To be done:
Print all the entries verbatim.

◇ ◇ ◇ ◇

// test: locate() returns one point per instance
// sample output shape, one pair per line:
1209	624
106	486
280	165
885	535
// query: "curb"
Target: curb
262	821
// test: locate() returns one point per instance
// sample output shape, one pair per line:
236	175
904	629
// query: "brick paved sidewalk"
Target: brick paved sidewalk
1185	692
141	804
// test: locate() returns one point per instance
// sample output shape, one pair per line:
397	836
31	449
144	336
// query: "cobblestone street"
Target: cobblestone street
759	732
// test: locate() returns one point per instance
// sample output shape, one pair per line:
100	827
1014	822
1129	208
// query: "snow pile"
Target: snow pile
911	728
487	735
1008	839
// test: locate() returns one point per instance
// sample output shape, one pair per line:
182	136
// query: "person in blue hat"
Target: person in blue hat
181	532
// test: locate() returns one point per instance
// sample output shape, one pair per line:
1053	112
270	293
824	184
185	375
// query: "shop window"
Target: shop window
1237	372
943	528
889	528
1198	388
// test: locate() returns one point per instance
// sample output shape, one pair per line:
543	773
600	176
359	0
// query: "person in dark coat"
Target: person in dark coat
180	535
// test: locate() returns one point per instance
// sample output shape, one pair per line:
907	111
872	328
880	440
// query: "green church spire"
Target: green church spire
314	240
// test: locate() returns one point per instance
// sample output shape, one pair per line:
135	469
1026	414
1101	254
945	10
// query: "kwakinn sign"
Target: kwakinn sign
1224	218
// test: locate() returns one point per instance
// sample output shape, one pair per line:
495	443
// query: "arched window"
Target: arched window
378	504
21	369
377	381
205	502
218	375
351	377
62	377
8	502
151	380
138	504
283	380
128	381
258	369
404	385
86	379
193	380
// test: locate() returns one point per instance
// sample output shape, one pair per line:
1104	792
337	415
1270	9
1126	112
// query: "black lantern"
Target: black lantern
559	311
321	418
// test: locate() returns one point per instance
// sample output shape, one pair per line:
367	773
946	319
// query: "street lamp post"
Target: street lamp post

◇ ◇ ◇ ◇

Answer to the task:
// test: locate() returns one point per instance
// sample output shape, one pair per line:
1209	624
106	486
280	165
885	535
// query: "curb"
Target: curb
262	821
// test: locate() returns one point per instance
// sample output shape, one pair per line:
236	175
904	629
// query: "brick paved sidewalk"
Target: brick paved sidewalk
1185	692
141	804
// test: locate() returns one point per instance
// sample output shape, one pair per line:
397	836
31	449
144	336
// query: "cobblestone street"
Target: cobblestone street
759	732
// test: locate() returns one point per instance
// sample output shape, one pair per line:
100	827
1014	822
1129	208
// query: "snow pile"
Target: snow pile
911	728
487	735
1008	839
// test: locate() returns one point per instance
// sample output shape, one pair per line:
182	136
// query: "person in blue hat"
Target: person in blue hat
181	532
// test: locate() returns one point per instance
// sample output shape, one pair per line:
1053	112
270	293
824	184
185	375
// query: "shop window"
Target: shop window
1237	372
943	528
889	528
1198	388
// test: locate() returns one point per instance
// sample output shape, one pair per line:
543	773
600	176
359	0
// query: "person in dark coat"
Target: person in dark coat
180	535
// test: locate() returns one point per instance
// sample output shape, one pair per line:
907	111
872	328
880	440
// query: "green church spire"
Target: green church spire
314	240
// test: locate() returns one point per instance
// sample output shape, one pair per line:
135	469
1026	414
1101	254
945	10
// query: "kwakinn sign"
Target: kwakinn sign
1224	218
// test: locate() returns one point per instance
// sample output shape, one pair per line:
495	443
// query: "arched window"
Target: arched window
378	504
21	369
377	381
205	502
218	375
351	377
62	377
8	502
151	380
138	504
283	380
128	381
258	369
404	385
86	379
193	380
// test: locate() returns one point per instance
// sample output shape, one pair per line:
1104	792
337	415
1270	9
1126	112
// query: "black lantern"
Target: black lantern
559	311
321	418
// test: locate() returns one point per instance
// sample output shape, one pair per line:
367	773
946	319
// query: "street lamp post"
Target: street lamp post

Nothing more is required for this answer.